SELECTED EXTRACT:
It was 3 am and Monica Mather stood on a gravel bar along the Tsitika River northwest of Sayward. Her eyes watched the sky for movement, and her ears were attuned to the marbled murrelet’s distinctive whistle. She waited patiently. They say the early bird gets the worm, and the same goes for birders. The sunrise, barely a glow on the eastern horizon, began to illuminate the valley. During the summer breeding season, the mysterious marbled murrelet flies from the sea back to its rainforest nest early every morning carrying a single fish for its hatchling.      

Loggers used to call them “fog larks” for their early morning appearances, and their future is just as hazy: this little penguin-shaped bird that could fit in your palm remains one of BC’s most challenging conservation conundrums. Marbled murrelets need old-growth forest for nesting habitat, which puts them in direct competition with a logging industry that’s reaching the last of the province’s unprotected old trees.

TASKS AND EXERCISES:
a – Decide whether each statement below agrees with the murrelet excerpt, answering yes or no and quoting the deciding words of the text. (i) Monica Mather was standing on a gravel bar along the Tsitika River at 3 am. (ii) The marbled murrelet brings several fish to its nest each morning. (iii) Loggers once called marbled murrelets "fog larks."
b – Return everything in the murrelet excerpt from "Loggers used to" down to "unprotected old trees.", copied word for word.
c – Using the murrelet excerpt, answer each question briefly.
(i) Along which river was Monica Mather standing?
(ii) What kind of forest do marbled murrelets need for nesting habitat?
(iii) In what season does the murrelet fly from the sea to its nest every morning?

INFORMATION:
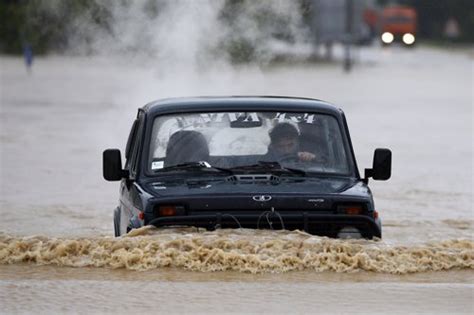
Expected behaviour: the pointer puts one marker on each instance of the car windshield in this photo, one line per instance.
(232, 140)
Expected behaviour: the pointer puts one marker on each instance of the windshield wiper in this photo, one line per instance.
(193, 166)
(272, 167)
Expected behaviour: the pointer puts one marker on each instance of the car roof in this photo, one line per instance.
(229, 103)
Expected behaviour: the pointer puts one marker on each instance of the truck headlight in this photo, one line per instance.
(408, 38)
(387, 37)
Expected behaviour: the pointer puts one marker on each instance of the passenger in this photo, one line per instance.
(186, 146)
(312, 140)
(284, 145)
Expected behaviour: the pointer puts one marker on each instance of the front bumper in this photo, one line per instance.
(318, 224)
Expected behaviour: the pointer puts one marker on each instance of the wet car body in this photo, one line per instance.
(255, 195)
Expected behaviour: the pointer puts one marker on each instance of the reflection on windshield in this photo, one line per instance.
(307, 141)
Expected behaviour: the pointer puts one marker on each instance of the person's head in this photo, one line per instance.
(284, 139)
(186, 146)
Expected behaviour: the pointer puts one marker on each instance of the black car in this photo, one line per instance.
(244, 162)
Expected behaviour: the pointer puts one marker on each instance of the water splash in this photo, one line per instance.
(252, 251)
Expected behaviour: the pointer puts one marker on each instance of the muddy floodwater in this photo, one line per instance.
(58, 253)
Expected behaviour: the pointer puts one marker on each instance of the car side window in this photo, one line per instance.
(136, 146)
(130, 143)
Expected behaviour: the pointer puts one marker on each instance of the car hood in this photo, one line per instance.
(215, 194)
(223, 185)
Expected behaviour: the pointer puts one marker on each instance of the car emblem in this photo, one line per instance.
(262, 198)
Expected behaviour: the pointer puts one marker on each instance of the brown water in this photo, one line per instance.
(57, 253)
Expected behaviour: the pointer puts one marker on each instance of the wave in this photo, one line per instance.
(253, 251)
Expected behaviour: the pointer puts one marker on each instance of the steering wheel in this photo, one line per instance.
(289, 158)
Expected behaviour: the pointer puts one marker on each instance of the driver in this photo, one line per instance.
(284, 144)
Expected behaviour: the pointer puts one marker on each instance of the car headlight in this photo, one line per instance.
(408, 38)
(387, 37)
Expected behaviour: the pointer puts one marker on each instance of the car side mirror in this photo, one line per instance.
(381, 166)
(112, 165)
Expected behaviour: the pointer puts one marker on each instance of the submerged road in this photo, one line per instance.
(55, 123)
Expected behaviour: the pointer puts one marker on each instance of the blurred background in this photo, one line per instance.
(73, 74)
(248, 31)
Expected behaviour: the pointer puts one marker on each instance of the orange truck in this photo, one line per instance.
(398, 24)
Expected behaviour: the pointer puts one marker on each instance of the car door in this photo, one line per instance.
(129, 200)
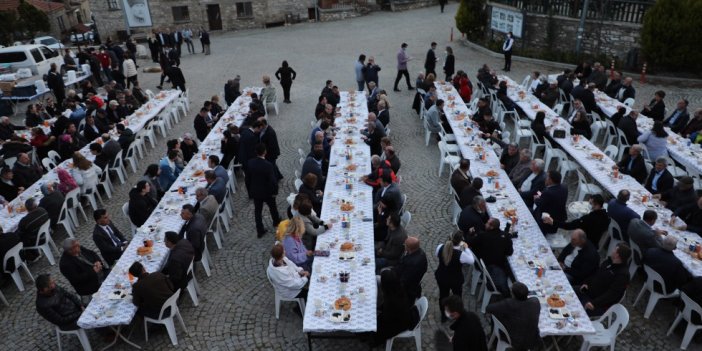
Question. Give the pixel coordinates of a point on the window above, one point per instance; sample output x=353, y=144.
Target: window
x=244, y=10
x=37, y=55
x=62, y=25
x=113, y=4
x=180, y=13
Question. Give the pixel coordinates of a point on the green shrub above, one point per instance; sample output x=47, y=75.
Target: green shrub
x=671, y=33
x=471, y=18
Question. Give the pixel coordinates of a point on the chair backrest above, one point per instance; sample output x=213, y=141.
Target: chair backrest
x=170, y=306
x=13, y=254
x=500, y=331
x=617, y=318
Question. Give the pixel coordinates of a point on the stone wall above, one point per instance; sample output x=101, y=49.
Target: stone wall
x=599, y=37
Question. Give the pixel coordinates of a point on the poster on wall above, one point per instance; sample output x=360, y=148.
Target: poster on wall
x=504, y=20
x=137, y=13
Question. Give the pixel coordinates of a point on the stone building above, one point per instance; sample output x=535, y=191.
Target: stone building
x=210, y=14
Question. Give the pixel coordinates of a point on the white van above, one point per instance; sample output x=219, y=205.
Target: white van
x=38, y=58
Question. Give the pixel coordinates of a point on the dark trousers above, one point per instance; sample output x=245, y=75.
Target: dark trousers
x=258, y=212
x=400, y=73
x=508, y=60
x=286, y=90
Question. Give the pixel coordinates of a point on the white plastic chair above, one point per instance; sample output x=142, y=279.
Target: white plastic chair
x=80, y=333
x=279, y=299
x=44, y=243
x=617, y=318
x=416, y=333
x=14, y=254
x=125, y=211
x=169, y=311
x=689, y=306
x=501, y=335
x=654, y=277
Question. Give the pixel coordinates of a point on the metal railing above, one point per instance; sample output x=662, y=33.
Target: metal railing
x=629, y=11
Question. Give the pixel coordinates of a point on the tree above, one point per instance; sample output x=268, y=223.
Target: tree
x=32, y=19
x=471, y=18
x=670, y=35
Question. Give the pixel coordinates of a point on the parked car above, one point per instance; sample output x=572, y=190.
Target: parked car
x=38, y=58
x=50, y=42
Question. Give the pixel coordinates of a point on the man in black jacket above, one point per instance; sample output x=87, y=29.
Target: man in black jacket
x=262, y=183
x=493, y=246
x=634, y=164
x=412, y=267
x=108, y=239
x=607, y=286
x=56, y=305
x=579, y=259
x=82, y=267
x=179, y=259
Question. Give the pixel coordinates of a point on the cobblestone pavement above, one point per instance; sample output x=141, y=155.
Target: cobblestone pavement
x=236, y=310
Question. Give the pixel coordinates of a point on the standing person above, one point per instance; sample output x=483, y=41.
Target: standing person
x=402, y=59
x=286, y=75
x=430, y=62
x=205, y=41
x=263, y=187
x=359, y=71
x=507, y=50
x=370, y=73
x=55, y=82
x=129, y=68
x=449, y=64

...

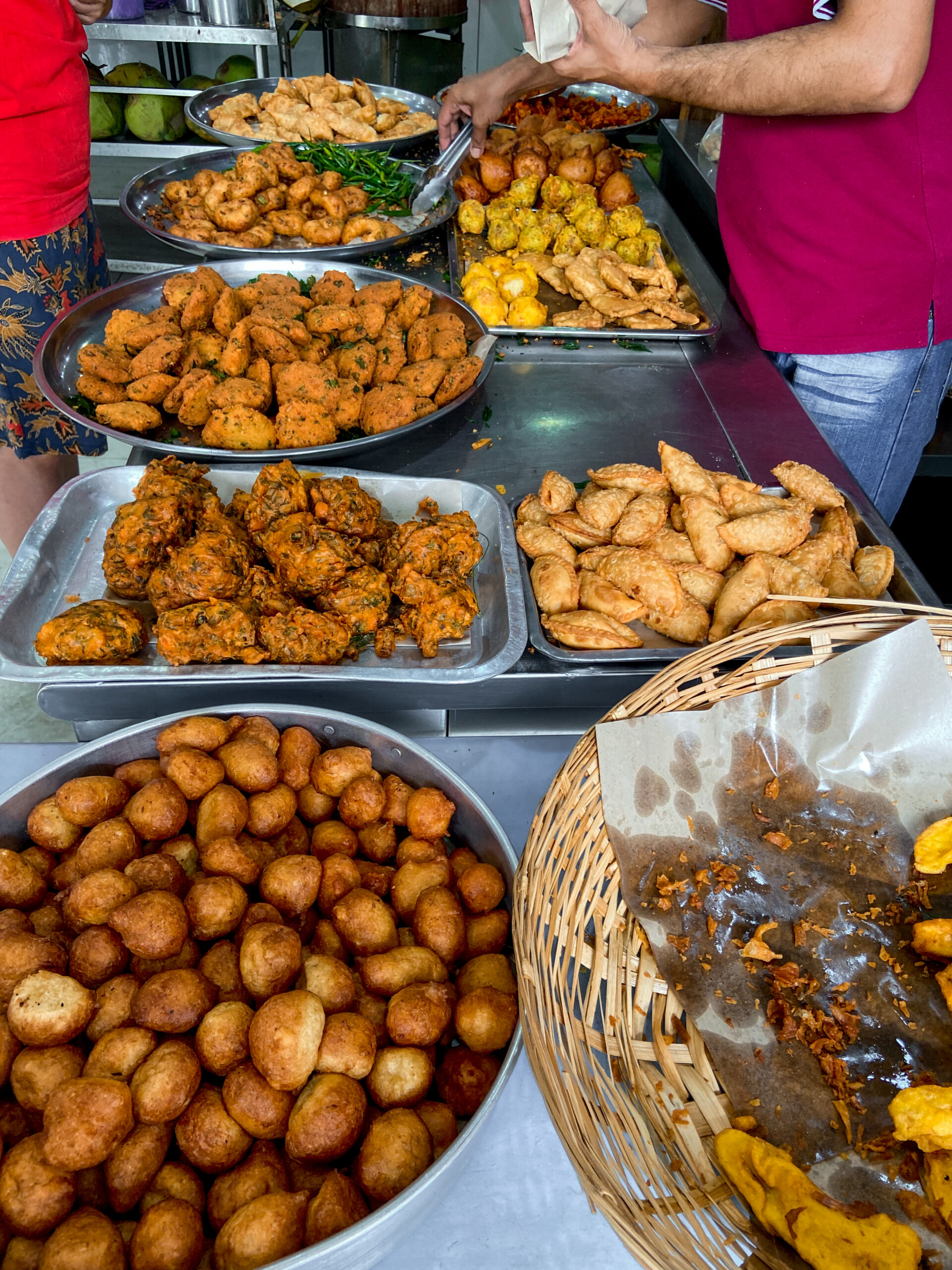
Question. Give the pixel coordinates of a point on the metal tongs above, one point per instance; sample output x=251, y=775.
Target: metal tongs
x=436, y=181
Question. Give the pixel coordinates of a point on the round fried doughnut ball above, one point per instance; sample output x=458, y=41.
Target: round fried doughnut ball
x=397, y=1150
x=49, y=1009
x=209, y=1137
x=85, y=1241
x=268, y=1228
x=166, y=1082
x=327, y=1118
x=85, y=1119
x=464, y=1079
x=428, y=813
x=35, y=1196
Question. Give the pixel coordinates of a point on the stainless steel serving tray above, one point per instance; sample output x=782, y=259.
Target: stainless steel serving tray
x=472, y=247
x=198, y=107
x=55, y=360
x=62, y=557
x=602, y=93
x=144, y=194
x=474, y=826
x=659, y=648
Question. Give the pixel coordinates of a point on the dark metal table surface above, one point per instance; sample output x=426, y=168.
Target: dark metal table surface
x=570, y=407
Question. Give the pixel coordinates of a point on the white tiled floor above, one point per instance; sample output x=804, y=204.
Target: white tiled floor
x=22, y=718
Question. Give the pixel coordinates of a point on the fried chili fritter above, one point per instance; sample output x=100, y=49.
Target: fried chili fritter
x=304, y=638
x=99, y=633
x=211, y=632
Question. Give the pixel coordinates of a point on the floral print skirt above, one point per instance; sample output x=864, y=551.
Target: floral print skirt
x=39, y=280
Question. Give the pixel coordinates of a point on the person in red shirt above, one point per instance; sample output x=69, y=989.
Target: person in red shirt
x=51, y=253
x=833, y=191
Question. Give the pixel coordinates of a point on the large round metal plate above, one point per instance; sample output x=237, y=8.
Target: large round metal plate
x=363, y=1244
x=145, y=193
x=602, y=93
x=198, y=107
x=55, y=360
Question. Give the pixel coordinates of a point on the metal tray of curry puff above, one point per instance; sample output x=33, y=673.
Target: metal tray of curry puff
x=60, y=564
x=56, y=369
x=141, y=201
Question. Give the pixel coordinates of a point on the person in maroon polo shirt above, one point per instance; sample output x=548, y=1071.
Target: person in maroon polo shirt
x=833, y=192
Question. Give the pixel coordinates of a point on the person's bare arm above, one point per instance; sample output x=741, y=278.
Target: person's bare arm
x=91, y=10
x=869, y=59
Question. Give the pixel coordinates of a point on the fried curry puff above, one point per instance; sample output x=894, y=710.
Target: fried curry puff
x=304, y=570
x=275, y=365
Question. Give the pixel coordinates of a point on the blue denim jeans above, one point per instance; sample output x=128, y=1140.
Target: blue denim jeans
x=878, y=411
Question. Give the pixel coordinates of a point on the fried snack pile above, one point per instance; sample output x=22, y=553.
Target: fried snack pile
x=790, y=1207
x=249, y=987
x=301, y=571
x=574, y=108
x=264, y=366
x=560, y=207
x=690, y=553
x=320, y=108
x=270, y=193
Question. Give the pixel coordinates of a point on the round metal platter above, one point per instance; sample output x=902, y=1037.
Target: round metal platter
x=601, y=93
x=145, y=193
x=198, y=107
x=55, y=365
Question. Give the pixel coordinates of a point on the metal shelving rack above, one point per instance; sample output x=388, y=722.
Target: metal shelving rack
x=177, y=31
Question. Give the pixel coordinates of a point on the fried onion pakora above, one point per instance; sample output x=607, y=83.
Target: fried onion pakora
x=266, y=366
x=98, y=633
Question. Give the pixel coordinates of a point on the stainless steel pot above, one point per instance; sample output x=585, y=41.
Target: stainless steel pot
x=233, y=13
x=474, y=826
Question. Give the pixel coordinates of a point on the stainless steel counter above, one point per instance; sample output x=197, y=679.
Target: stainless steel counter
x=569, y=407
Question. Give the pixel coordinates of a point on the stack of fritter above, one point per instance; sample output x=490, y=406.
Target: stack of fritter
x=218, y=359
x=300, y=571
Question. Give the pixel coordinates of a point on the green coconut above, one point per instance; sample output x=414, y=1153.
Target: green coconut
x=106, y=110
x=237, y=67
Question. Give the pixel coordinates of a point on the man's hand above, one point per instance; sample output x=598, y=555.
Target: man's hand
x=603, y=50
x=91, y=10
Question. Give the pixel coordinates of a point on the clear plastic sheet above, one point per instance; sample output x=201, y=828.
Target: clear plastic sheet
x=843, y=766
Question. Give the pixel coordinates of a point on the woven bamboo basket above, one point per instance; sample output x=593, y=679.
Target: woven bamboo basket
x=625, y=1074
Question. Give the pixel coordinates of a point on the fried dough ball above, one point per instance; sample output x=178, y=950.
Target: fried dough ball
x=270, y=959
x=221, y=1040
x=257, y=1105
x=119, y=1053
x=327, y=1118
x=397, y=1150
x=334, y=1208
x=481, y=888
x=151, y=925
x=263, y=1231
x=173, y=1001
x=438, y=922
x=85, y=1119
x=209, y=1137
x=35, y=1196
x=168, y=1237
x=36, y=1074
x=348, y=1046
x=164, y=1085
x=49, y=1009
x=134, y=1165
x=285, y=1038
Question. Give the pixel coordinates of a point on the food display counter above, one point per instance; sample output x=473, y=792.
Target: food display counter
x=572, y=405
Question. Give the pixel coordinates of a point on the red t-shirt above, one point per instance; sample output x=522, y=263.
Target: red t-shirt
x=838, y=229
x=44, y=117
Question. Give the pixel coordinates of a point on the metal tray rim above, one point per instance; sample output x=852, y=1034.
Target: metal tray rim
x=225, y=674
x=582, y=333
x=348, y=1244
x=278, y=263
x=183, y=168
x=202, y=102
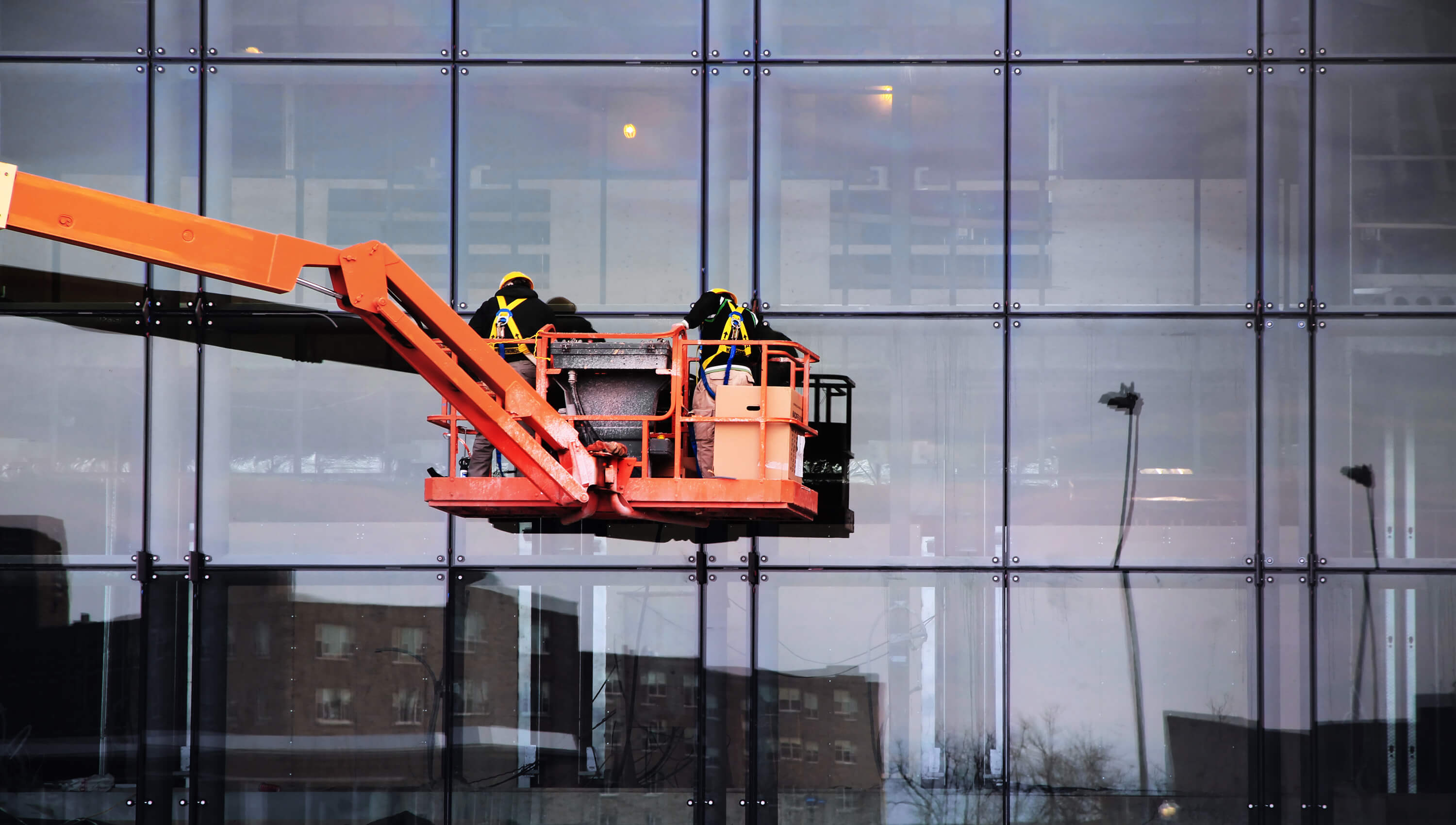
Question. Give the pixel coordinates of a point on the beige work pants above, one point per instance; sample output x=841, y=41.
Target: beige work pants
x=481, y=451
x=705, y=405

--

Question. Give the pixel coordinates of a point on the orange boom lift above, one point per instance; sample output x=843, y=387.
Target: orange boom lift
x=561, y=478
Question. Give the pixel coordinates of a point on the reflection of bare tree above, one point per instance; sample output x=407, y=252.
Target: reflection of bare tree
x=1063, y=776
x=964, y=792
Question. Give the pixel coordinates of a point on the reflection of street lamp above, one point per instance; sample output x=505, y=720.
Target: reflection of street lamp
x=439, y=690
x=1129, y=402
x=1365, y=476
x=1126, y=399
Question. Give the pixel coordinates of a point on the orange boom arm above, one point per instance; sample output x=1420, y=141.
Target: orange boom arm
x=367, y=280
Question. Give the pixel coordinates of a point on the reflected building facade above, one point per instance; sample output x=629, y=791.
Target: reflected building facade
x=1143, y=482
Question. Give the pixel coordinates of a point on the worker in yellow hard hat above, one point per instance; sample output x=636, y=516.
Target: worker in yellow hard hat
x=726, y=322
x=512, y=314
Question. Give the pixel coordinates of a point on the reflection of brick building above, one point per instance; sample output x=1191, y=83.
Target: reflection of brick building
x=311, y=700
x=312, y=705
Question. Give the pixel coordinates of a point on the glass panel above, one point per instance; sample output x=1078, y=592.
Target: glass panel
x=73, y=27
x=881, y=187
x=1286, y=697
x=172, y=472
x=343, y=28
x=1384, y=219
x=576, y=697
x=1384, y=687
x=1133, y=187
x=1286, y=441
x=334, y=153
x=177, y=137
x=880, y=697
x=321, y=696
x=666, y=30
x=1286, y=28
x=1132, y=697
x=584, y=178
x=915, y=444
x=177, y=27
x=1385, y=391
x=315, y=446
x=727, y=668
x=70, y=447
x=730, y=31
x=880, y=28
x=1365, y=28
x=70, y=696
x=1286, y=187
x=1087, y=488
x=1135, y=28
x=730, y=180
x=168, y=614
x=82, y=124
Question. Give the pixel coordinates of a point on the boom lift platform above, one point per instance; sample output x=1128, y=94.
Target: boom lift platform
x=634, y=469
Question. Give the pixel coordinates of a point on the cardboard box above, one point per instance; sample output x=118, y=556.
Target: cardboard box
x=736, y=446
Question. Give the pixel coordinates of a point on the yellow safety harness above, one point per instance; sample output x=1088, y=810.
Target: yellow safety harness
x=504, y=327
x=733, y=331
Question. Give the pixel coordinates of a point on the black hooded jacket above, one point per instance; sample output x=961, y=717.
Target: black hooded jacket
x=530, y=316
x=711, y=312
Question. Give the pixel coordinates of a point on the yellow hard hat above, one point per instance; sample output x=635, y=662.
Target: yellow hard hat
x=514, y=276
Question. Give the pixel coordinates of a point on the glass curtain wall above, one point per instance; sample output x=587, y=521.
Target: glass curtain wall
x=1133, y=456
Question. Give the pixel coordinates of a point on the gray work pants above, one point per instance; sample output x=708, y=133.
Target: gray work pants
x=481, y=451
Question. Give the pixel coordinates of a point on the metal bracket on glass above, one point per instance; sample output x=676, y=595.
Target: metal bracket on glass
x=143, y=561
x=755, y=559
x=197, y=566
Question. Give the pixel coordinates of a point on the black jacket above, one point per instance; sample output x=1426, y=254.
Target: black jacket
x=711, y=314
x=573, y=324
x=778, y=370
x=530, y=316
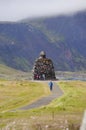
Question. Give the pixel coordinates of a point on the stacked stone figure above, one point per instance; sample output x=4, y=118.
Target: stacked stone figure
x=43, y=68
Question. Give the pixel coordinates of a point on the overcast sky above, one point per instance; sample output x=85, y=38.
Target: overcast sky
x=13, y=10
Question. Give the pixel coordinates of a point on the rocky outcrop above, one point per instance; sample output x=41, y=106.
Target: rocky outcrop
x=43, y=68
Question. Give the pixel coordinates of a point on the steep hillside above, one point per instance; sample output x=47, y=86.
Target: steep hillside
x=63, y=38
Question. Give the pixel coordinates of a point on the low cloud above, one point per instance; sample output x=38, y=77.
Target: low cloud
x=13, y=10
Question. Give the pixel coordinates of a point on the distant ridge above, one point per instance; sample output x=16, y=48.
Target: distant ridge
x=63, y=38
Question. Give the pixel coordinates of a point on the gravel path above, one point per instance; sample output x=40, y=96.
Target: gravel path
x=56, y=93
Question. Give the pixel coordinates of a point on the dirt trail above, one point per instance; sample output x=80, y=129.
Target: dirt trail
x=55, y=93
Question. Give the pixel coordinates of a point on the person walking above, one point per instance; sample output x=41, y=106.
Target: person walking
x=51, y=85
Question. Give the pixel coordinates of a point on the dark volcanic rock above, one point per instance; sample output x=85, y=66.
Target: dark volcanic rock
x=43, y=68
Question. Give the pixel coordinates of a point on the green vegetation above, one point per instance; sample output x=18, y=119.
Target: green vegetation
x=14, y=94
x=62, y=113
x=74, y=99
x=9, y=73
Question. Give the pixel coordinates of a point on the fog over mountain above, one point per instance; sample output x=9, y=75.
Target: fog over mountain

TASK-BY-TASK ANSWERS:
a –
(i) Yes: "It was 3 am and Monica Mather stood on a gravel bar along the Tsitika River northwest of Sayward."
(ii) No: "carrying a single fish for its hatchling"
(iii) Yes: "Loggers used to call them “fog larks” for their early morning appearances"

b –
Loggers used to call them “fog larks” for their early morning appearances, and their future is just as hazy: this little penguin-shaped bird that could fit in your palm remains one of BC’s most challenging conservation conundrums. Marbled murrelets need old-growth forest for nesting habitat, which puts them in direct competition with a logging industry that’s reaching the last of the province’s unprotected old trees.

c –
(i) The Tsitika River
(ii) Old-growth forest
(iii) The summer breeding season